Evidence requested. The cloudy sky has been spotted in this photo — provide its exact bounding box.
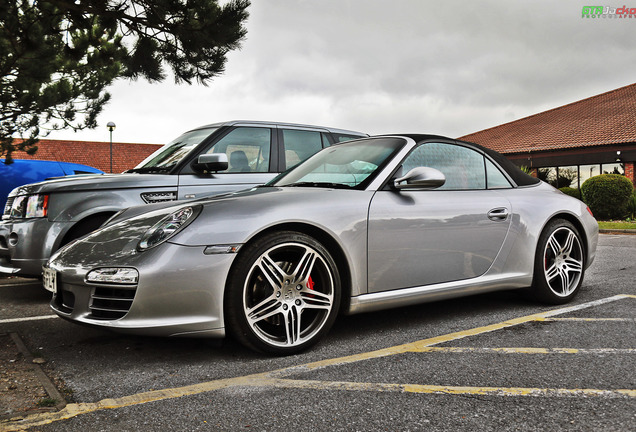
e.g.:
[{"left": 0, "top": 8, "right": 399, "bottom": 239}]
[{"left": 49, "top": 0, "right": 636, "bottom": 143}]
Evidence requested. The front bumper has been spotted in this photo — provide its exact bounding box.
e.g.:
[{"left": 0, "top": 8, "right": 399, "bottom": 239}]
[
  {"left": 0, "top": 218, "right": 72, "bottom": 277},
  {"left": 47, "top": 243, "right": 236, "bottom": 337}
]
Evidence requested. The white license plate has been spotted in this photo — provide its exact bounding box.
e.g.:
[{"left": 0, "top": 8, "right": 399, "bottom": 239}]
[{"left": 42, "top": 267, "right": 57, "bottom": 293}]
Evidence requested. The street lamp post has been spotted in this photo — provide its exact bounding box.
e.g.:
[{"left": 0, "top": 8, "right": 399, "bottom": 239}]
[{"left": 106, "top": 122, "right": 116, "bottom": 174}]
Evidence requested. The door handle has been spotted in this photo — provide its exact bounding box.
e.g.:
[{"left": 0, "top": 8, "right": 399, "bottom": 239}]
[{"left": 488, "top": 207, "right": 509, "bottom": 222}]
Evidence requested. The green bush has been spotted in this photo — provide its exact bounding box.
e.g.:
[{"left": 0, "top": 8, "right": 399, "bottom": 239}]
[
  {"left": 581, "top": 174, "right": 634, "bottom": 220},
  {"left": 559, "top": 186, "right": 581, "bottom": 199},
  {"left": 627, "top": 190, "right": 636, "bottom": 220}
]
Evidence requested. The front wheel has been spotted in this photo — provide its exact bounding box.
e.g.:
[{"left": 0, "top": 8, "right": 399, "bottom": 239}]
[
  {"left": 225, "top": 231, "right": 341, "bottom": 355},
  {"left": 533, "top": 219, "right": 585, "bottom": 304}
]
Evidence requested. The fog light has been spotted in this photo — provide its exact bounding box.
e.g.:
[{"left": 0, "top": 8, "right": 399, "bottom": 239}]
[{"left": 86, "top": 267, "right": 139, "bottom": 284}]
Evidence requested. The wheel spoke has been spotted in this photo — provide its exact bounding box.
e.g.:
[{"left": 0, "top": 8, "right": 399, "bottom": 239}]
[
  {"left": 565, "top": 258, "right": 583, "bottom": 273},
  {"left": 543, "top": 228, "right": 583, "bottom": 296},
  {"left": 245, "top": 295, "right": 282, "bottom": 325},
  {"left": 548, "top": 234, "right": 562, "bottom": 255},
  {"left": 301, "top": 290, "right": 333, "bottom": 310},
  {"left": 258, "top": 255, "right": 287, "bottom": 289},
  {"left": 242, "top": 236, "right": 338, "bottom": 352},
  {"left": 283, "top": 306, "right": 301, "bottom": 345},
  {"left": 559, "top": 269, "right": 570, "bottom": 294},
  {"left": 293, "top": 249, "right": 317, "bottom": 282},
  {"left": 545, "top": 264, "right": 559, "bottom": 283},
  {"left": 561, "top": 231, "right": 576, "bottom": 256}
]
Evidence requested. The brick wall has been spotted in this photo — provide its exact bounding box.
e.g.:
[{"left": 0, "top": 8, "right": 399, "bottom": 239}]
[
  {"left": 625, "top": 162, "right": 636, "bottom": 187},
  {"left": 12, "top": 139, "right": 161, "bottom": 173}
]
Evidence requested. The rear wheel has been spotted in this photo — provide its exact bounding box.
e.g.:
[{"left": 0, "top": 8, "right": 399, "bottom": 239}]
[
  {"left": 533, "top": 219, "right": 585, "bottom": 304},
  {"left": 225, "top": 231, "right": 341, "bottom": 355}
]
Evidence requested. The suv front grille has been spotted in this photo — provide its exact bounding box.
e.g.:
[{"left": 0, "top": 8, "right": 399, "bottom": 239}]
[{"left": 89, "top": 285, "right": 137, "bottom": 320}]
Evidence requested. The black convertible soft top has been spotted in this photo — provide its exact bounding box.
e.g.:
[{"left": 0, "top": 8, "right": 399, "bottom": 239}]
[{"left": 395, "top": 134, "right": 541, "bottom": 186}]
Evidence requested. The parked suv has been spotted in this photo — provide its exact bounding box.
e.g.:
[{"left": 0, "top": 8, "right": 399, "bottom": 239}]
[
  {"left": 0, "top": 159, "right": 102, "bottom": 212},
  {"left": 0, "top": 121, "right": 367, "bottom": 277}
]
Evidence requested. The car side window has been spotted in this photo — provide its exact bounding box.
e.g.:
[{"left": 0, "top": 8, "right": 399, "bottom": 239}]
[
  {"left": 283, "top": 129, "right": 329, "bottom": 171},
  {"left": 403, "top": 143, "right": 486, "bottom": 190},
  {"left": 486, "top": 159, "right": 512, "bottom": 189},
  {"left": 206, "top": 127, "right": 272, "bottom": 173}
]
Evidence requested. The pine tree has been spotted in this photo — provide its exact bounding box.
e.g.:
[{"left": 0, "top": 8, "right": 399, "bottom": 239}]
[{"left": 0, "top": 0, "right": 250, "bottom": 162}]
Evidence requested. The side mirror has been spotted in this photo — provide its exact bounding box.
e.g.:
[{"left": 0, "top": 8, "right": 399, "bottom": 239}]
[
  {"left": 393, "top": 167, "right": 446, "bottom": 190},
  {"left": 192, "top": 153, "right": 230, "bottom": 172}
]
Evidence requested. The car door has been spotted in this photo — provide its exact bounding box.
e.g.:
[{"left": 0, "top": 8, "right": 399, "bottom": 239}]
[
  {"left": 178, "top": 126, "right": 278, "bottom": 199},
  {"left": 368, "top": 143, "right": 512, "bottom": 292}
]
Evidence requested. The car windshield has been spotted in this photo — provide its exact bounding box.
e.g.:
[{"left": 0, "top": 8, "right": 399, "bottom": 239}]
[
  {"left": 268, "top": 137, "right": 404, "bottom": 189},
  {"left": 127, "top": 128, "right": 217, "bottom": 172}
]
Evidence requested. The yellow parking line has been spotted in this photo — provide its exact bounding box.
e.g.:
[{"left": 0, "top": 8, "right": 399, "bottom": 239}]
[
  {"left": 408, "top": 347, "right": 636, "bottom": 355},
  {"left": 269, "top": 379, "right": 636, "bottom": 398},
  {"left": 0, "top": 294, "right": 636, "bottom": 431},
  {"left": 537, "top": 317, "right": 636, "bottom": 322}
]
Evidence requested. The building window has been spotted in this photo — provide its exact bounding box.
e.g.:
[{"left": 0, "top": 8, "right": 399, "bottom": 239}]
[
  {"left": 537, "top": 163, "right": 625, "bottom": 189},
  {"left": 601, "top": 163, "right": 625, "bottom": 175}
]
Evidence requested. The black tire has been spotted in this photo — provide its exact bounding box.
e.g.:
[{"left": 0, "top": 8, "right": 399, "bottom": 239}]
[
  {"left": 532, "top": 219, "right": 585, "bottom": 304},
  {"left": 224, "top": 231, "right": 341, "bottom": 355}
]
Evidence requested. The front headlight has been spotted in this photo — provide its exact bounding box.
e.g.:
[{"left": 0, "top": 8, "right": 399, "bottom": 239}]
[
  {"left": 137, "top": 206, "right": 201, "bottom": 252},
  {"left": 25, "top": 195, "right": 49, "bottom": 218},
  {"left": 3, "top": 194, "right": 49, "bottom": 219}
]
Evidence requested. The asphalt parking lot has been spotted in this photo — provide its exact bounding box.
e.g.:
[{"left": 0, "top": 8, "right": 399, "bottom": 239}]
[{"left": 0, "top": 235, "right": 636, "bottom": 431}]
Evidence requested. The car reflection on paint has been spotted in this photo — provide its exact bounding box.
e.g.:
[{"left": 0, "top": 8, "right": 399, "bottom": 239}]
[{"left": 44, "top": 135, "right": 598, "bottom": 355}]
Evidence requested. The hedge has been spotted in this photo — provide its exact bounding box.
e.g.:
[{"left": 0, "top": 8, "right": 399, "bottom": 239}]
[{"left": 581, "top": 174, "right": 634, "bottom": 220}]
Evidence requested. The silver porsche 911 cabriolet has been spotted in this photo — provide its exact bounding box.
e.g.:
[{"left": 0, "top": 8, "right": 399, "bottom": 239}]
[{"left": 44, "top": 135, "right": 598, "bottom": 354}]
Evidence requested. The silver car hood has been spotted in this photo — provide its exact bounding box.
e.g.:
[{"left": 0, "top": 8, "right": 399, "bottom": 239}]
[
  {"left": 9, "top": 173, "right": 178, "bottom": 196},
  {"left": 51, "top": 187, "right": 374, "bottom": 267}
]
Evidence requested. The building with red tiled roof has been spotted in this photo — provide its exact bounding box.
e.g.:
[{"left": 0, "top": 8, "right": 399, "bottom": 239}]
[
  {"left": 11, "top": 139, "right": 161, "bottom": 173},
  {"left": 460, "top": 84, "right": 636, "bottom": 187}
]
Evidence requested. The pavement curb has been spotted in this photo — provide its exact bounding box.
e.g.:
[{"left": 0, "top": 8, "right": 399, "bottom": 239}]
[
  {"left": 0, "top": 332, "right": 66, "bottom": 422},
  {"left": 598, "top": 229, "right": 636, "bottom": 234}
]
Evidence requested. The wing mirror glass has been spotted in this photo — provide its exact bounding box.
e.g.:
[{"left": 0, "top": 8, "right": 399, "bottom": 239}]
[
  {"left": 394, "top": 167, "right": 446, "bottom": 190},
  {"left": 192, "top": 153, "right": 230, "bottom": 172}
]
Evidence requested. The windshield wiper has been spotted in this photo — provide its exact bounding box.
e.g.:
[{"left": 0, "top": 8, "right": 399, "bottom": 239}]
[
  {"left": 124, "top": 167, "right": 172, "bottom": 174},
  {"left": 279, "top": 182, "right": 352, "bottom": 189}
]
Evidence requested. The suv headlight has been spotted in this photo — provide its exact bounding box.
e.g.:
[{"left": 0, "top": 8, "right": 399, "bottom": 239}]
[
  {"left": 25, "top": 194, "right": 49, "bottom": 218},
  {"left": 137, "top": 206, "right": 201, "bottom": 252},
  {"left": 2, "top": 194, "right": 49, "bottom": 219}
]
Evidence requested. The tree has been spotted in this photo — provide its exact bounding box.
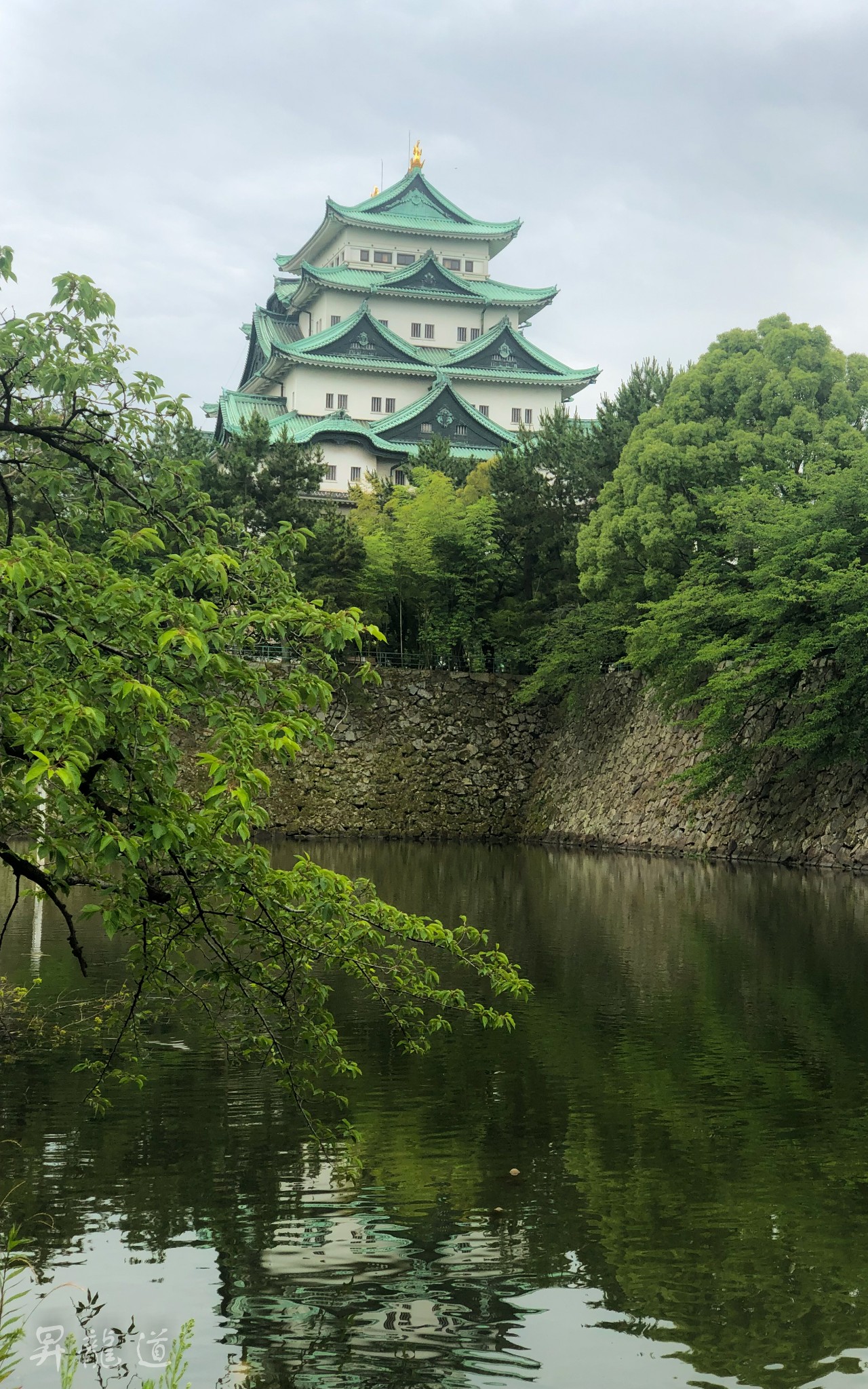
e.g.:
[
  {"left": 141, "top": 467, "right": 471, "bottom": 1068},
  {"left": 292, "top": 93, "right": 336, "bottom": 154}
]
[
  {"left": 0, "top": 258, "right": 526, "bottom": 1124},
  {"left": 198, "top": 414, "right": 323, "bottom": 534},
  {"left": 297, "top": 503, "right": 366, "bottom": 608},
  {"left": 599, "top": 314, "right": 868, "bottom": 786}
]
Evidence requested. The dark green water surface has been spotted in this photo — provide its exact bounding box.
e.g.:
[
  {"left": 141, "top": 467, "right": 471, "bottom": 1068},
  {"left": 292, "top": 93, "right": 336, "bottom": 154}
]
[{"left": 0, "top": 842, "right": 868, "bottom": 1389}]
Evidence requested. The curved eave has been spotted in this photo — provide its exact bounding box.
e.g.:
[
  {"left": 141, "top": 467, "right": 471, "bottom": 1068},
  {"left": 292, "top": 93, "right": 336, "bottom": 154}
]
[
  {"left": 275, "top": 201, "right": 340, "bottom": 273},
  {"left": 323, "top": 203, "right": 521, "bottom": 255}
]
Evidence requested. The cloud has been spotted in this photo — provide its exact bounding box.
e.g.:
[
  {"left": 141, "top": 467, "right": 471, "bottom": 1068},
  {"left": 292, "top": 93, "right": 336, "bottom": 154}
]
[{"left": 0, "top": 0, "right": 868, "bottom": 422}]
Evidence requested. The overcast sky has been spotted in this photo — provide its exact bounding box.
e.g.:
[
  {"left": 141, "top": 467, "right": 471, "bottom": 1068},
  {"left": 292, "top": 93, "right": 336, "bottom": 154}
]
[{"left": 0, "top": 0, "right": 868, "bottom": 414}]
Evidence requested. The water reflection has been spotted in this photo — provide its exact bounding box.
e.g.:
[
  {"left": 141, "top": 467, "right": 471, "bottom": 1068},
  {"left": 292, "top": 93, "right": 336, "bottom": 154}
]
[{"left": 0, "top": 843, "right": 868, "bottom": 1389}]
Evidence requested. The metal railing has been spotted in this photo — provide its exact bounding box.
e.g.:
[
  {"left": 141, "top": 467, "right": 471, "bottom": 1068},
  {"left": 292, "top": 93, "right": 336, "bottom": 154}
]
[{"left": 250, "top": 642, "right": 529, "bottom": 675}]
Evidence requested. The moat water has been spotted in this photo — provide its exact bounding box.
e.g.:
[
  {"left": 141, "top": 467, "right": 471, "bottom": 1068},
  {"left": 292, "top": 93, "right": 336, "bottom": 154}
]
[{"left": 0, "top": 842, "right": 868, "bottom": 1389}]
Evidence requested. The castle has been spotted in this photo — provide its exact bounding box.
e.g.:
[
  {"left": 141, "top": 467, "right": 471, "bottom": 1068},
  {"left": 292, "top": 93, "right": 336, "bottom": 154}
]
[{"left": 204, "top": 144, "right": 599, "bottom": 501}]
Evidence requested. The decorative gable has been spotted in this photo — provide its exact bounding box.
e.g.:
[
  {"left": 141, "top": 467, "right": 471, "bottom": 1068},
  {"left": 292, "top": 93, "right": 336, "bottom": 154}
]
[
  {"left": 304, "top": 314, "right": 418, "bottom": 366},
  {"left": 376, "top": 383, "right": 510, "bottom": 453},
  {"left": 453, "top": 321, "right": 559, "bottom": 376},
  {"left": 386, "top": 252, "right": 479, "bottom": 298}
]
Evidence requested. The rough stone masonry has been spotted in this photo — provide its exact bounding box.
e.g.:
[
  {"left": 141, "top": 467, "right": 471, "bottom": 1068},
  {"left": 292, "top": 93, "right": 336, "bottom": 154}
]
[
  {"left": 262, "top": 671, "right": 868, "bottom": 868},
  {"left": 269, "top": 671, "right": 547, "bottom": 839}
]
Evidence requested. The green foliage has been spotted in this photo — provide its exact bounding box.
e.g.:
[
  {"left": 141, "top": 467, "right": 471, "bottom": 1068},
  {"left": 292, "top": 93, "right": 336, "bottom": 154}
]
[
  {"left": 594, "top": 315, "right": 868, "bottom": 787},
  {"left": 297, "top": 503, "right": 366, "bottom": 608},
  {"left": 198, "top": 414, "right": 322, "bottom": 534},
  {"left": 0, "top": 262, "right": 526, "bottom": 1122},
  {"left": 0, "top": 1228, "right": 28, "bottom": 1385},
  {"left": 354, "top": 468, "right": 501, "bottom": 656}
]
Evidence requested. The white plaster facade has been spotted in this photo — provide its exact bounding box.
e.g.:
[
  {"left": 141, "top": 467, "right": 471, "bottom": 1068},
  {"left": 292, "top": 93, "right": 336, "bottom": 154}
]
[{"left": 216, "top": 170, "right": 594, "bottom": 493}]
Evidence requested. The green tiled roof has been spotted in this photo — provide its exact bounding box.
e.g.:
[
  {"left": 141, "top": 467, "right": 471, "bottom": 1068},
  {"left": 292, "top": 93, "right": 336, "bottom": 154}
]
[
  {"left": 241, "top": 300, "right": 599, "bottom": 392},
  {"left": 447, "top": 314, "right": 600, "bottom": 389},
  {"left": 215, "top": 380, "right": 515, "bottom": 461},
  {"left": 240, "top": 305, "right": 301, "bottom": 386},
  {"left": 212, "top": 390, "right": 286, "bottom": 443},
  {"left": 278, "top": 168, "right": 521, "bottom": 269},
  {"left": 275, "top": 250, "right": 557, "bottom": 311},
  {"left": 374, "top": 372, "right": 515, "bottom": 456}
]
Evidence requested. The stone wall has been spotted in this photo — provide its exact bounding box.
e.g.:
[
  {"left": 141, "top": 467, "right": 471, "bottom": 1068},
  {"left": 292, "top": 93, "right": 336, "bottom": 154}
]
[
  {"left": 269, "top": 671, "right": 547, "bottom": 839},
  {"left": 258, "top": 671, "right": 868, "bottom": 868},
  {"left": 525, "top": 673, "right": 868, "bottom": 868}
]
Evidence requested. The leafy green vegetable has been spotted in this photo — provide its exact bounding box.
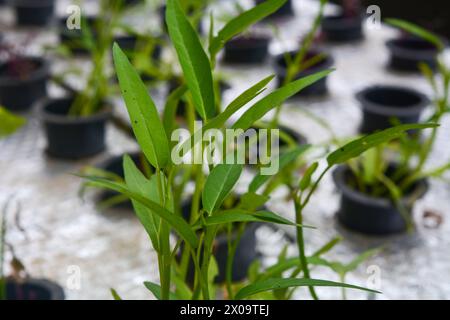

**EXERCISE AIM**:
Show every line from the lines above that contains the word "mirror", matching case exactly.

**RESULT**:
Evidence requested. The side mirror has been spotted in this photo — provide its exact bounding box.
Evidence requested. The wing mirror glass has been spotted in this photo — provide its exact bounding box.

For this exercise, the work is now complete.